→ Short exercise: Count the lines in the records below that contain the string "trunk", and give only that number.

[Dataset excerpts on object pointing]
%%
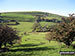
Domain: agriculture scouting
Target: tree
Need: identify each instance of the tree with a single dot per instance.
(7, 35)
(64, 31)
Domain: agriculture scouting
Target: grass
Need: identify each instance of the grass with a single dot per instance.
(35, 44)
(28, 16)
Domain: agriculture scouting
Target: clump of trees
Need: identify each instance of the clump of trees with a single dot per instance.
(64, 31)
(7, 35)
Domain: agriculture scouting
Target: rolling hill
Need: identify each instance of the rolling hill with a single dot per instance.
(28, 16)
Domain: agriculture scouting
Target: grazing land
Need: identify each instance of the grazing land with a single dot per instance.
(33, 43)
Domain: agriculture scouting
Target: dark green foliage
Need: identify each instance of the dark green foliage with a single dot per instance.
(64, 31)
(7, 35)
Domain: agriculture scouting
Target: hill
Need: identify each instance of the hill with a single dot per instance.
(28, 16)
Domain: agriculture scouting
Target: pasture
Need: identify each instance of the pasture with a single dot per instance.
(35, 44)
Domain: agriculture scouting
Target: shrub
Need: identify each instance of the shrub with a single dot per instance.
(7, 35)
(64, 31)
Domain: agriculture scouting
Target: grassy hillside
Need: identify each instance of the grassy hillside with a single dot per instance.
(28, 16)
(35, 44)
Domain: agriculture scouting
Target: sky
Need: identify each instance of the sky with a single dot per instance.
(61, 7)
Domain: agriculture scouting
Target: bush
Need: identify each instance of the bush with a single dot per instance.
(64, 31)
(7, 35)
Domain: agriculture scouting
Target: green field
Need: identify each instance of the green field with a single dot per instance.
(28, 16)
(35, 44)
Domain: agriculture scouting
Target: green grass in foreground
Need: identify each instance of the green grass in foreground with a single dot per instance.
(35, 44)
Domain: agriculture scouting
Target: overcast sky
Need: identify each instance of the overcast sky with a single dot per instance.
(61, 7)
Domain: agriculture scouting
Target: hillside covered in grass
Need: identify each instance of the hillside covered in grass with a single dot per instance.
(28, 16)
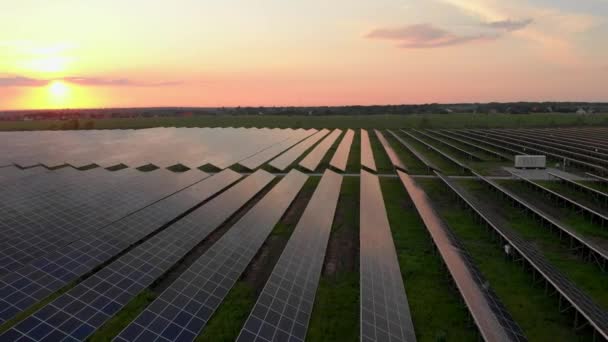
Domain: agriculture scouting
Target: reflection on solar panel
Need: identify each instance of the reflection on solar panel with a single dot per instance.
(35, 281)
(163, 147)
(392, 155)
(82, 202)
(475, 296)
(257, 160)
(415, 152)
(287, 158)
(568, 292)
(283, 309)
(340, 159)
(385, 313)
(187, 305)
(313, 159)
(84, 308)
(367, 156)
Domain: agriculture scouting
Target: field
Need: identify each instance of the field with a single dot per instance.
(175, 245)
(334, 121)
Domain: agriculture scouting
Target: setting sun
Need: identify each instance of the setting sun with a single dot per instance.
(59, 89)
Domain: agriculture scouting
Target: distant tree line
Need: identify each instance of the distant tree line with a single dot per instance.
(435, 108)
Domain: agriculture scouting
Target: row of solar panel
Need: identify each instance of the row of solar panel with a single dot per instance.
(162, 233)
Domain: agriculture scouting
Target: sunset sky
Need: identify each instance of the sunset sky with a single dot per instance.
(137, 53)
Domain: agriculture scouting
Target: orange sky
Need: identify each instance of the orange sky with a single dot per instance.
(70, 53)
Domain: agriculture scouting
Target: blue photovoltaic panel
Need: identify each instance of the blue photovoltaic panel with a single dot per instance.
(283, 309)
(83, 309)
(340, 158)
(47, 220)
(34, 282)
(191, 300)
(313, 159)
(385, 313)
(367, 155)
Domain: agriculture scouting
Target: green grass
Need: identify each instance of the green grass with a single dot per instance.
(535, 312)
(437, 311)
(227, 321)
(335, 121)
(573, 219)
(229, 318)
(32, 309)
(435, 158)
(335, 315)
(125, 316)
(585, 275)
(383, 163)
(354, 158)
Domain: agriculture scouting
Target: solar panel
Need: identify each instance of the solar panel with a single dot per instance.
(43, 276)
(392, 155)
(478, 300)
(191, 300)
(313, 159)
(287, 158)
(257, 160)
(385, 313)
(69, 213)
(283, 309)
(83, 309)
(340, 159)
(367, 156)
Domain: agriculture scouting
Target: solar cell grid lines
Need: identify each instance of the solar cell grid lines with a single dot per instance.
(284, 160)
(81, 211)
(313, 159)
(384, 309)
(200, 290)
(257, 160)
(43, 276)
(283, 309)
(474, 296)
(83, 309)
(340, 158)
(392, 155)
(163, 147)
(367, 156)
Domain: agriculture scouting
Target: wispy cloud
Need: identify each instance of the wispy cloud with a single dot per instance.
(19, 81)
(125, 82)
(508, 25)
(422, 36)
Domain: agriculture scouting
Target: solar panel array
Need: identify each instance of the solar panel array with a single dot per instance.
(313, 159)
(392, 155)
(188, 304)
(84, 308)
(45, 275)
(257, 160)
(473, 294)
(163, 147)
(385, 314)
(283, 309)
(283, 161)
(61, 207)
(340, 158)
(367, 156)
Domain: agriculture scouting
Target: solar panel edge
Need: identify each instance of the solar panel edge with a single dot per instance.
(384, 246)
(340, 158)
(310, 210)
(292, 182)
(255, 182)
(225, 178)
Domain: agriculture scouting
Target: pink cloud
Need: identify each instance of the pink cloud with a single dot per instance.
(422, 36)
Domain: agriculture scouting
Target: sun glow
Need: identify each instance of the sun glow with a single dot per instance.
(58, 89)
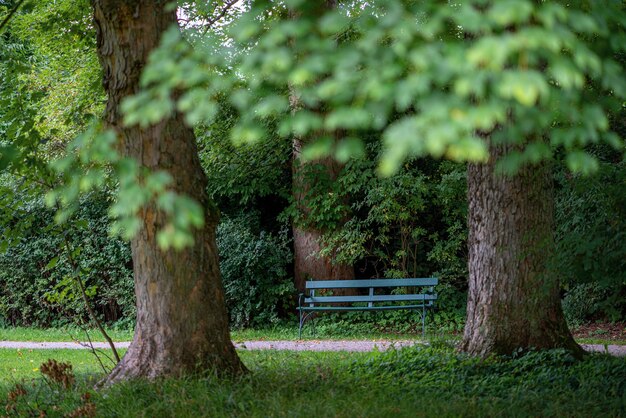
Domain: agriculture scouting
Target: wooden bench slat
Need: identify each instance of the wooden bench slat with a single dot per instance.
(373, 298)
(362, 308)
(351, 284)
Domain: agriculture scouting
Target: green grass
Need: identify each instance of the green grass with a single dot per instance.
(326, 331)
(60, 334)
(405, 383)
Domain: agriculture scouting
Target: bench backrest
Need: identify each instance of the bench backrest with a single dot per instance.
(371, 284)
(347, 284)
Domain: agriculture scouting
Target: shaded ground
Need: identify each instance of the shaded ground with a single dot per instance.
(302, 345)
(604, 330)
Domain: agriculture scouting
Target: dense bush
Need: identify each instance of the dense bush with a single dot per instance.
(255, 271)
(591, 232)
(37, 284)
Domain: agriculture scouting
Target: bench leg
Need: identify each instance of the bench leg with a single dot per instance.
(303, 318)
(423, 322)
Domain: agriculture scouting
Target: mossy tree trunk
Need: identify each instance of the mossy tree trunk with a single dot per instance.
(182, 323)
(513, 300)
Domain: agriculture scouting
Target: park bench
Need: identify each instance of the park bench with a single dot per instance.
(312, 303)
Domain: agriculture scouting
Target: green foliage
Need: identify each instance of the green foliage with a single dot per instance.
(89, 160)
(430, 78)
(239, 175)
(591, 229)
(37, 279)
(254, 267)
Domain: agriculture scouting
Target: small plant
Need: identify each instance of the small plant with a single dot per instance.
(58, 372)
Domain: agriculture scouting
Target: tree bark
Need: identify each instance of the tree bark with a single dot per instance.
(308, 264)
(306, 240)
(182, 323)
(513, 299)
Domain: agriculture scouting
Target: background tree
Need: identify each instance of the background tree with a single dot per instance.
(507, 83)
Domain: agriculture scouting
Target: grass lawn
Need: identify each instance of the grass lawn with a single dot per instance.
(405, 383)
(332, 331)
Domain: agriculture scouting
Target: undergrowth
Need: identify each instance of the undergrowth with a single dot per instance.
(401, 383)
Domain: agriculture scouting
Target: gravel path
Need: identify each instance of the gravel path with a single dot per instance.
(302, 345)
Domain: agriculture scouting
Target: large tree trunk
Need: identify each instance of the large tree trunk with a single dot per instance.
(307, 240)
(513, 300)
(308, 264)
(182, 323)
%%
→ Solution for this task: 4